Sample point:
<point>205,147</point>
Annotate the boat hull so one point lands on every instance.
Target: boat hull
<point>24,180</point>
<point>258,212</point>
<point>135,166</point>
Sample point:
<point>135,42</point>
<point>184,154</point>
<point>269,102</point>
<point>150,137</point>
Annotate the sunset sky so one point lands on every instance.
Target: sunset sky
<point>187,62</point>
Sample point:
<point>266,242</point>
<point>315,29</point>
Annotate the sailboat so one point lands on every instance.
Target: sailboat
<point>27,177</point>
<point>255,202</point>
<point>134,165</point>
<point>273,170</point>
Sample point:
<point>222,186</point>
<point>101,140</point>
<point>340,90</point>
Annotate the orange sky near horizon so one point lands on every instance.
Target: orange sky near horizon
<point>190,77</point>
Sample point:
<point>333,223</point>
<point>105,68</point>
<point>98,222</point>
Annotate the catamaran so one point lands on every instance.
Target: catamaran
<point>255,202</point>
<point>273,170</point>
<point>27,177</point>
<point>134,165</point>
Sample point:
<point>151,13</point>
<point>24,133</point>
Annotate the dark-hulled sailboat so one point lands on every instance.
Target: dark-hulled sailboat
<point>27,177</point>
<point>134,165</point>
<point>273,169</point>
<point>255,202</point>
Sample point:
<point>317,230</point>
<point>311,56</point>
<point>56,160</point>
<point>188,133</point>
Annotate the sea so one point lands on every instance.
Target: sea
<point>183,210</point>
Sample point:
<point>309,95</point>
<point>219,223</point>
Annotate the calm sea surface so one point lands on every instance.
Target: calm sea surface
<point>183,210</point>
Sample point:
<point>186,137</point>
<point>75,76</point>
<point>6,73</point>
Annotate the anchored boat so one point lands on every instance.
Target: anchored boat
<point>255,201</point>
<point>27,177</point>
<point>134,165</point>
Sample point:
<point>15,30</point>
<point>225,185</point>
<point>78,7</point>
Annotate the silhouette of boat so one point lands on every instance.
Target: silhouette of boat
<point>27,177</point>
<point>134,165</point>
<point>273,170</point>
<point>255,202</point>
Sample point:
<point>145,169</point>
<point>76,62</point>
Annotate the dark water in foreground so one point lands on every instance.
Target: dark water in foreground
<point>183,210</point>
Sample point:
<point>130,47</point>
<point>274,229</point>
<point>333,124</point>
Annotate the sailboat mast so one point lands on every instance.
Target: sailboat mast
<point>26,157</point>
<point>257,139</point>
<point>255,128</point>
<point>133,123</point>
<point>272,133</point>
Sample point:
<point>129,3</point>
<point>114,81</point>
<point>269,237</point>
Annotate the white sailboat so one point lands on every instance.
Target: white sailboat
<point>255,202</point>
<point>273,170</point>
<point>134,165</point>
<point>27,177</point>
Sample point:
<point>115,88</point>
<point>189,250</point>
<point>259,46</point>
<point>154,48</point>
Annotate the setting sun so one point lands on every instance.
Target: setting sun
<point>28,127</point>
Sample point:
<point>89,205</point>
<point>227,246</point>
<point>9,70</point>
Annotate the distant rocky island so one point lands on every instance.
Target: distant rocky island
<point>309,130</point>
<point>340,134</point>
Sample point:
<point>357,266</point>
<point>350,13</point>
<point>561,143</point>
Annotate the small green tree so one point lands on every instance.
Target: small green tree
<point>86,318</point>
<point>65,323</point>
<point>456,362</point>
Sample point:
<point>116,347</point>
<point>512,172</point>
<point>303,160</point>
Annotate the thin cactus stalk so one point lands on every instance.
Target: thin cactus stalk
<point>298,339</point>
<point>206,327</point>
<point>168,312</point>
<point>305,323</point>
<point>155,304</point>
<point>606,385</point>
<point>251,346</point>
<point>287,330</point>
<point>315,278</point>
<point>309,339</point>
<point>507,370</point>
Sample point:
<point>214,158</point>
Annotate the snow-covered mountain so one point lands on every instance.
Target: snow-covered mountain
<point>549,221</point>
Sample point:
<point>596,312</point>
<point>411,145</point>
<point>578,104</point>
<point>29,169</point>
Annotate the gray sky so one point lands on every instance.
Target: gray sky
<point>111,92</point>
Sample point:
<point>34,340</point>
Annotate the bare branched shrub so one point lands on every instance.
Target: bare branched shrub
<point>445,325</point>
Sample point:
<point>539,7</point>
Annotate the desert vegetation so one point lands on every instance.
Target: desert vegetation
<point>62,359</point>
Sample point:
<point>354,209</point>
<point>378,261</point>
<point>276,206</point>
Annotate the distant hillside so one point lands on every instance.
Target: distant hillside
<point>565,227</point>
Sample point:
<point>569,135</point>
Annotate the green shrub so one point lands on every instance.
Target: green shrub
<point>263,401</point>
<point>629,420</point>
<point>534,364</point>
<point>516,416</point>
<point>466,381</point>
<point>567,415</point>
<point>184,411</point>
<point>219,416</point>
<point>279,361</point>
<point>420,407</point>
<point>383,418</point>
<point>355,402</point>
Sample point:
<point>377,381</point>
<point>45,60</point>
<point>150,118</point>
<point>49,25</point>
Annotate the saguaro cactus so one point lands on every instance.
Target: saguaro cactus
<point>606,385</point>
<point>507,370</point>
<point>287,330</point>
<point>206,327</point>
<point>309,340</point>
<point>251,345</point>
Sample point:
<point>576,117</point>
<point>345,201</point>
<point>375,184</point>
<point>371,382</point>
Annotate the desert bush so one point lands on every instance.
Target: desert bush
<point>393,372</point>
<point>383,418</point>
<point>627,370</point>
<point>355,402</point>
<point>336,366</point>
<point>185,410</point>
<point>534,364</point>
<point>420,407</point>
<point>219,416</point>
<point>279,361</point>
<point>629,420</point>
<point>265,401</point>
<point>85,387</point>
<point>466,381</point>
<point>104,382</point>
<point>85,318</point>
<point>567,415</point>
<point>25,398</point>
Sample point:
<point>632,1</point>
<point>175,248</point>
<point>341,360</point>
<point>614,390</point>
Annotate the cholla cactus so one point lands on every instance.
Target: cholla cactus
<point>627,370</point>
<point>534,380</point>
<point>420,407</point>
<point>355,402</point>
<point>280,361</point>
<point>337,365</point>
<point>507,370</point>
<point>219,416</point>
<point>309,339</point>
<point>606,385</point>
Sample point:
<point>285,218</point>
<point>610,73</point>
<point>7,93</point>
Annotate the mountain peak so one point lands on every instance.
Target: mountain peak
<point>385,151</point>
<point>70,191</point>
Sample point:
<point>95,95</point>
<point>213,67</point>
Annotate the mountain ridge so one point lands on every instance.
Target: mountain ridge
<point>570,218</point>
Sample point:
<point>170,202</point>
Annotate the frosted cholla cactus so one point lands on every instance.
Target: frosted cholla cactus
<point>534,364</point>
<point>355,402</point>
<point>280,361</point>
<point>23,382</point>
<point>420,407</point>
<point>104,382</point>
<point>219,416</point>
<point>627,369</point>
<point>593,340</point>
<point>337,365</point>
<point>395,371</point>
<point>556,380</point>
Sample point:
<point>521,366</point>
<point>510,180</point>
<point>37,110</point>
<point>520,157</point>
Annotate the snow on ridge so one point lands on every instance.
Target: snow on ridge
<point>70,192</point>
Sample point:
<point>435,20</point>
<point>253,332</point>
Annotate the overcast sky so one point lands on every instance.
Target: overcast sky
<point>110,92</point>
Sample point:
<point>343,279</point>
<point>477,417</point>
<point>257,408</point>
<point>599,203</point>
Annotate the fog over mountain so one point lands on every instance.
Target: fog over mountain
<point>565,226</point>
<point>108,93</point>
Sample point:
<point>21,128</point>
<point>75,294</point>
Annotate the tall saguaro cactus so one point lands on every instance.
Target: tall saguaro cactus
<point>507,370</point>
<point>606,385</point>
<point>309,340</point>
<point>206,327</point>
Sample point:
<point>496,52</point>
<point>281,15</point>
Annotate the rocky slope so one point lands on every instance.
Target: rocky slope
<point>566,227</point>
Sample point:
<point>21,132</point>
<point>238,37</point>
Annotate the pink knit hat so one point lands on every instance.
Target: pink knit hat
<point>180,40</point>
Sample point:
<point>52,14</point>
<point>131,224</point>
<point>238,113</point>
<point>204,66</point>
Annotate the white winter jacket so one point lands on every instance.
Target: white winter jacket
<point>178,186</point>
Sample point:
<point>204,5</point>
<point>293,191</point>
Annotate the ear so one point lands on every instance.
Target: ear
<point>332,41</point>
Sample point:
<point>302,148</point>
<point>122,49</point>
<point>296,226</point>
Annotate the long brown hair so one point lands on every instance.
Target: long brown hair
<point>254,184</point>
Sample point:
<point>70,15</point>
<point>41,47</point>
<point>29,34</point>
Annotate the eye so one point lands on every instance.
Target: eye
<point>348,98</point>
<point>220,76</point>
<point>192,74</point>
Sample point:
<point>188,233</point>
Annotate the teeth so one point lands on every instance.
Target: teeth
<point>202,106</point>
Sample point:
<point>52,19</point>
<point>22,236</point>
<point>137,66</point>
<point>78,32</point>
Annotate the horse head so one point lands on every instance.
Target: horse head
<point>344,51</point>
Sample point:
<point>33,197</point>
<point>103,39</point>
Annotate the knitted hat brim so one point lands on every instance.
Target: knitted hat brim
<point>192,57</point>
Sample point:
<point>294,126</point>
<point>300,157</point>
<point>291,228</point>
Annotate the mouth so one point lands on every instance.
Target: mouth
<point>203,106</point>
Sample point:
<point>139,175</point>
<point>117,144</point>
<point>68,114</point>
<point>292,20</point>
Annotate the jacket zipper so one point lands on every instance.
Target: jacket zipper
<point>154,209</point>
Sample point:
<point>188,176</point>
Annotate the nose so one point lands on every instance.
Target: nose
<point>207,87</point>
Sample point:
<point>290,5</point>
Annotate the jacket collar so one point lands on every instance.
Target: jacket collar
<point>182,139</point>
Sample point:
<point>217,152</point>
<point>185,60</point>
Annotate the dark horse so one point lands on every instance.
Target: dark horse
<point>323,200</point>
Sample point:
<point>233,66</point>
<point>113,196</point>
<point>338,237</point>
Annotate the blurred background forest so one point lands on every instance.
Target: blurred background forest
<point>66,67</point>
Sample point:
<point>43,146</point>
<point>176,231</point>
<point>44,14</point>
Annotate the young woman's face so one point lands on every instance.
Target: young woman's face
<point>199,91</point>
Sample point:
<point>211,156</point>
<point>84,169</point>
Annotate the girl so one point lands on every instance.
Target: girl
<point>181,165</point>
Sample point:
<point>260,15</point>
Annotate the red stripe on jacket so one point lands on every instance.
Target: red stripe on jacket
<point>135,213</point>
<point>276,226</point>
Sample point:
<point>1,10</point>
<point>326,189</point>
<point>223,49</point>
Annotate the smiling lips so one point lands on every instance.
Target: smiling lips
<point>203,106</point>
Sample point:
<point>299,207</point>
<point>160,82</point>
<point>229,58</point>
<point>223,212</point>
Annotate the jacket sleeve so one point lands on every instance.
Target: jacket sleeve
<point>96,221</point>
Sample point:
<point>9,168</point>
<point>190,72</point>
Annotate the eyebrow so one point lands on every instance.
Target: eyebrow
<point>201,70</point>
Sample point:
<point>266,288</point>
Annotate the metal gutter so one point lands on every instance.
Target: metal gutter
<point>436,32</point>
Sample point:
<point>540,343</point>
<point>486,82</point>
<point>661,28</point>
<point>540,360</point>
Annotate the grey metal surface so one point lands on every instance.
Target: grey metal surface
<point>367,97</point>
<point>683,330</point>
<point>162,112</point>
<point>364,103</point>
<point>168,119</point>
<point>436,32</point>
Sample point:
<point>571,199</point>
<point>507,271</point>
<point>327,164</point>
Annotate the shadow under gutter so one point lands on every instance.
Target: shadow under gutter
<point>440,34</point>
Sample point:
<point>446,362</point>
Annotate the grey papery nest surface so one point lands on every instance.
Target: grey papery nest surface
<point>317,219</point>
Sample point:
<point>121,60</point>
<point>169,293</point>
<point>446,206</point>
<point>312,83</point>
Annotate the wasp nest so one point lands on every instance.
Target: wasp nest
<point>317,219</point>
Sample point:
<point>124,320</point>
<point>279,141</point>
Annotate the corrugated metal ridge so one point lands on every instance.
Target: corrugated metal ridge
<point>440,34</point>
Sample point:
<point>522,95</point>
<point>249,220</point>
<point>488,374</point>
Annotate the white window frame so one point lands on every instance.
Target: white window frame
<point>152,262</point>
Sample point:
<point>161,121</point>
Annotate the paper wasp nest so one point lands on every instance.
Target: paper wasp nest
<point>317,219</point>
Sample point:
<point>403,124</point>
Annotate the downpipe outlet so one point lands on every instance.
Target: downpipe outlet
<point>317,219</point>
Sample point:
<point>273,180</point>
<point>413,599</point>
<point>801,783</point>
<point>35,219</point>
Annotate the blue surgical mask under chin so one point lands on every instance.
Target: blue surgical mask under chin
---
EXERCISE AIM -
Lay out the lines of the listing above as a numbered list, starting at its first line and ending at the line containing "<point>135,166</point>". Omit blank lines.

WRITTEN SOLUTION -
1. Sample point:
2. <point>205,147</point>
3. Annotate the boat hull so one point lands on every instance.
4. Target: boat hull
5. <point>24,180</point>
6. <point>258,212</point>
7. <point>135,166</point>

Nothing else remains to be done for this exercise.